Le Père Rémy Kurowski a rappelé que les évêques se sont penchés sur ce sujet, il y a maintenant deux ans, lors du synode consacré à l’art de célébrer (ars celebrandi).

Jean-Michel, bénévole dans sa paroisse du Vexin, nous a donné un témoignage de ce qu’il vit au quotidien. Il fait partie de la pastorale familiale du diocèse et il est très préoccupé par l’évolution de la famille. Il s’occupe également de la préparation au mariage et constate que les jeunes sont très loin de l’Eglise et encore plus loin du latin. Pour lui, le latin est une langue morte. Il se rappelle des célébrations où chacun répétait sans comprendre le sens et la signification. On assistait plus à la messe qu’on n’y participait. Il y avait des missels en deux parties, en latin et en français.
« Ma foi est dans l’ici et maintenant, je suis gêné par l’utilisation du latin, car je veux vivre mon espérance qui est dans le futur et pour vivre mon espérance, j’ai besoin de l’eucharistie et de comprendre ce que je dis au moment de la prière eucharistique ou d’entendre ce que le prêtre en dit. Ce n’est pas en utilisant une langue du passé que je peux vivre mon présent et donner de la vitalité à mon futur. J’ai besoin de m’incorporer, de me fondre dans cette prière pour nourrir ma semaine et pour offrir tout ce que j’ai vécu au cours de la semaine passée. A tel point que lorsque le chant de consécration est chanté, je ressens la même exclusion que lors des célébrations en latin. Le latin est une langue du passé très liée à l’Eglise d’avant Vatican II, l’Eglise faite de lois, de pesanteur, de rigidité, de froideur. C’était pour moi, la religion du crucifié, j’ai souvenir d’homélies qui insistaient sur la vertu salvatrice de la douleur et c’était le moment, où lorsqu’on vivait cette douleur, on pouvait sauver son âme. Vatican II a remis les fidèles au cœur de la foi et de la religion. A un moment donné, j’ai entendu la prière eucharistique, la célébration en français m’a permis de passé de la religion du crucifié à la religion du ressuscité. Il est important de pouvoir vivre dans l’espérance de la résurrection et le fait de pouvoir comprendre et de partager cette prière eucharistique m’aide beaucoup. Mais les textes sont beaucoup plus larges et plus souples que certaines presses veulent bien nous le laisser entendre. C’est un faux débat alimenté par des rumeurs qui ne sont pas fondées. Je ne suis pas complètement opposé à des messes en latin pour des grands rassemblements comme à Rome, à Lourdes ou à Jérusalem, le latin permet de célébrer dans la même langue faisant ainsi éviter une espèce de cacophonie lorsque chacun s’exprime dans sa langue. »

(SÉRIE D'EXERCICES):
1/ Reproduisez à l'identique le passage du témoignage sur le latin à la messe qui commence par « Jean-Michel, bénévole dans » et se poursuit jusqu'à « et en français. ».
2/ D'après le témoignage sur le latin à la messe, dans quels lieux de grands rassemblements Jean-Michel ne serait-il pas complètement opposé à des messes en latin ?
3/ Prolongez, s'il vous plaît, le témoignage sur le latin à la messe à partir de sa dernière phrase.

(ENTRÉES DE DONNÉES):
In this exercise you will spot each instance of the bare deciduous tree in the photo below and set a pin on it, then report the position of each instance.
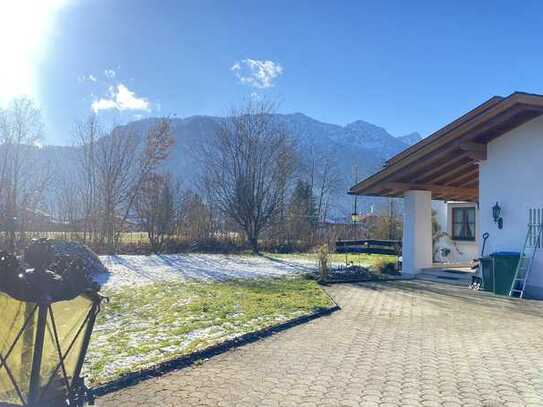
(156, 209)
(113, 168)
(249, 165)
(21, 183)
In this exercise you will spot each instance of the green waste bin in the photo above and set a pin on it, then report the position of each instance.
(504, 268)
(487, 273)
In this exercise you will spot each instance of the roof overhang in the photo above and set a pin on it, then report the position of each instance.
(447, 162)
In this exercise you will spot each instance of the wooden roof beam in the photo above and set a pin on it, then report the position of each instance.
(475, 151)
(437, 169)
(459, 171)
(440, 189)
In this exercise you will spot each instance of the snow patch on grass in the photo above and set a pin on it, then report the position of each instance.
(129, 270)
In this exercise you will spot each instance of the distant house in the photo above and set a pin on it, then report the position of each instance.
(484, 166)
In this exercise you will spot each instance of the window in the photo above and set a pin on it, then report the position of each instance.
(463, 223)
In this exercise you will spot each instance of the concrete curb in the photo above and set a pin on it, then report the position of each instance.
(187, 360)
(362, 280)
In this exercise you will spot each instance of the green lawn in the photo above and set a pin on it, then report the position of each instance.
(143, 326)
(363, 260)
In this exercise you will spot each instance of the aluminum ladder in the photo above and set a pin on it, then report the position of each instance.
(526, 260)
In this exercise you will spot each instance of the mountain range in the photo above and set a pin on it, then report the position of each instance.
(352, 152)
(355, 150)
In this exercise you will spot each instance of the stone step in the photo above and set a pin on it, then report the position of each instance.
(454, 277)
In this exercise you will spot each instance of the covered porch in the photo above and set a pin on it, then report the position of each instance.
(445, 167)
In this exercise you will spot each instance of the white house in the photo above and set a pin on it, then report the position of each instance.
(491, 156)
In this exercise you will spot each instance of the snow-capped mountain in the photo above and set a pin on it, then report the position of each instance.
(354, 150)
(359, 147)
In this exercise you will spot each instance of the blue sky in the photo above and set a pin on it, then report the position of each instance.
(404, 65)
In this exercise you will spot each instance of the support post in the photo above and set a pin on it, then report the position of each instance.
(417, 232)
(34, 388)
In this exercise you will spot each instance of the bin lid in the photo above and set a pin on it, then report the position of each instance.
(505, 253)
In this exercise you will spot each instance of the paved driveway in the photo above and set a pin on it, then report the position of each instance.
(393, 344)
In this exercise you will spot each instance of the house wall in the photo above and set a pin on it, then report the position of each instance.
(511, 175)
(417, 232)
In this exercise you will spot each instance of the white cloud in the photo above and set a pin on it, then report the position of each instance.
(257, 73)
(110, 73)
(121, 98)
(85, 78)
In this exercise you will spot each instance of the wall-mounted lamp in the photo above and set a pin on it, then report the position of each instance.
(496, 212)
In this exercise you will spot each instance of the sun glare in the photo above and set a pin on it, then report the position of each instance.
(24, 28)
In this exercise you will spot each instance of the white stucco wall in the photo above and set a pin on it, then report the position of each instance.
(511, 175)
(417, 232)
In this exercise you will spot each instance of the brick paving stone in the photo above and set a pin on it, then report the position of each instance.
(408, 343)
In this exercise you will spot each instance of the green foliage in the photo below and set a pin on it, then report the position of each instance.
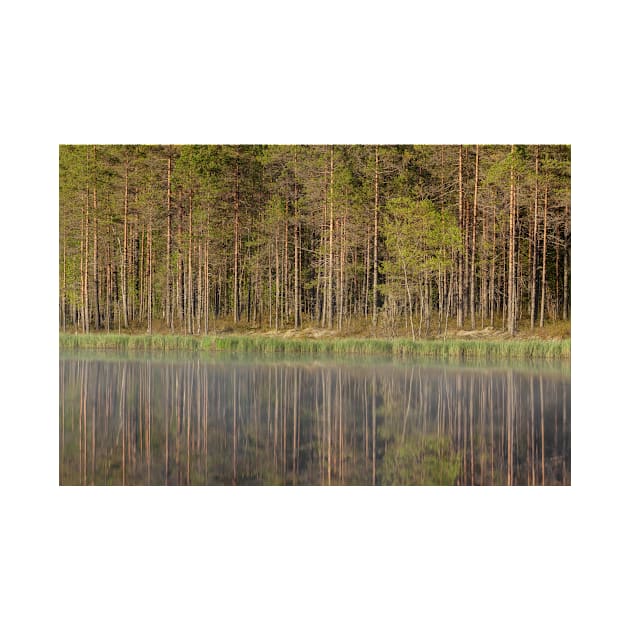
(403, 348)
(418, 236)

(EXERCICES CORRIGÉS):
1/
Jean-Michel, bénévole dans sa paroisse du Vexin, nous a donné un témoignage de ce qu’il vit au quotidien. Il fait partie de la pastorale familiale du diocèse et il est très préoccupé par l’évolution de la famille. Il s’occupe également de la préparation au mariage et constate que les jeunes sont très loin de l’Eglise et encore plus loin du latin. Pour lui, le latin est une langue morte. Il se rappelle des célébrations où chacun répétait sans comprendre le sens et la signification. On assistait plus à la messe qu’on n’y participait. Il y avait des missels en deux parties, en latin et en français.

2/ À Rome, à Lourdes ou à Jérusalem.

3/
Puis, en plus de la question de la langue latine, les personnes présentes à ce débat ont évoqué aussi la question de la « protestantisation » de la liturgie, le rite de Saint Pie V, le chant grégorien et sa beauté. Sur le plan pratique on s’est posé la question de la diversité de styles de messe. Par exemple, des jeunes peuvent être aussi sensibles à des messes type gospel et autres. On pourrait avoir des messes en grégorien, en gospel et des messes dans le style actuel.
Le Père Rémy Kurowski apporte la précision suivante : L’usage de la langue latine et les chants grégoriens, même si les chants grégoriens s’exécutent en latin, sont deux choses distinctes. La messe en latin est introduite du IVème siècle lorsque les habitants de l’Empire romain de la partie occidentale de cet empire ne comprenait plus le grec, donc le pape a rendu obligatoire la messe en latin, c'est-à-dire en langue vernaculaire. Les siècles ont passé et les choses se sont figées. La langue latine s’identifie à la langue de la célébration liturgique chez les chrétiens qui désormais sont appelés latins puisqu’ils sont occidentaux. Elle va être renforcée de différentes manières par le chant grégorien qui lui donnera une expression artistique. Les compositions de chants grégoriens datent du VIIIème siècle. Toute la liturgie occidentale s’identifie avec ce mode d’expression artistique chanté.
Pour ce qui concerne les différentes formes de liturgie, c’est un des points centraux de tous les débats actuellement en Eglise et en dehors. Ce problème doit être posé de manière claire, ce qui veut dire qu’il faut diversifier la manière de célébrer, être en situation de recherche permanente. Ce qui est derrière cette question posée par le synode des évêques en novembre 2005 à la suite duquel le pape Benoît XVI a écrit cette exortation apostolique, c’est le degré d’ouverture de l’Eglise catholique actuelle dans la direction des intégristes qui à la suite de Mgr Lefebvre en désaccord avec les décisions du Concile (sur la liberté religieuse, sur le dialogue des catholiques avec les autres chrétiens, avec les juifs, avec les autres religions et ouverture bienveillante au monde moderne et donc avec la réforme liturgique) ont quitté l’Eglise catholique. En effet les rites changes. Nous sommes actuellement sous le rite du missel de Paul VI avant c’était le rite du pape Pie V (XVIs.) dans la mouvance de la Contre-Réforme du concile de Trente. Avant, pendant presque un millénaire, il y avait un autre rite qui était plus ou moins fidélement respecté, c’était le rite de Grégoire 1er, nous sommes à la fin du 6ème siècle, au début du 7ème.
Les rites changent pour une population donnée, pour une culture donnée. En revanche, ce qui peut devenir nouveau et qui a créé tant d’émois à l’intérieur de l’Eglise catholique, c’est d’envisager qu’il y ait deux rites, celui de Pie V et celui de Paul VI en parallèle dans la même église locale et le même diocèse, y compris dans la même communauté paroissiale, comme celle par exemple de Montmorency ou ailleurs. Cette éventualité n’a jamais été sérieusement envisagée par l’Eglise catholique. Or, on connaît plusieurs rites pour le même territoire,mais pas pour la même population unie ethniquement et culturellement. (en Russie, au Liban, en Ukraine, même en France, à Paris etc.), mais pour des raisons tout à fait autres et qui sont liées au déplacement des populations.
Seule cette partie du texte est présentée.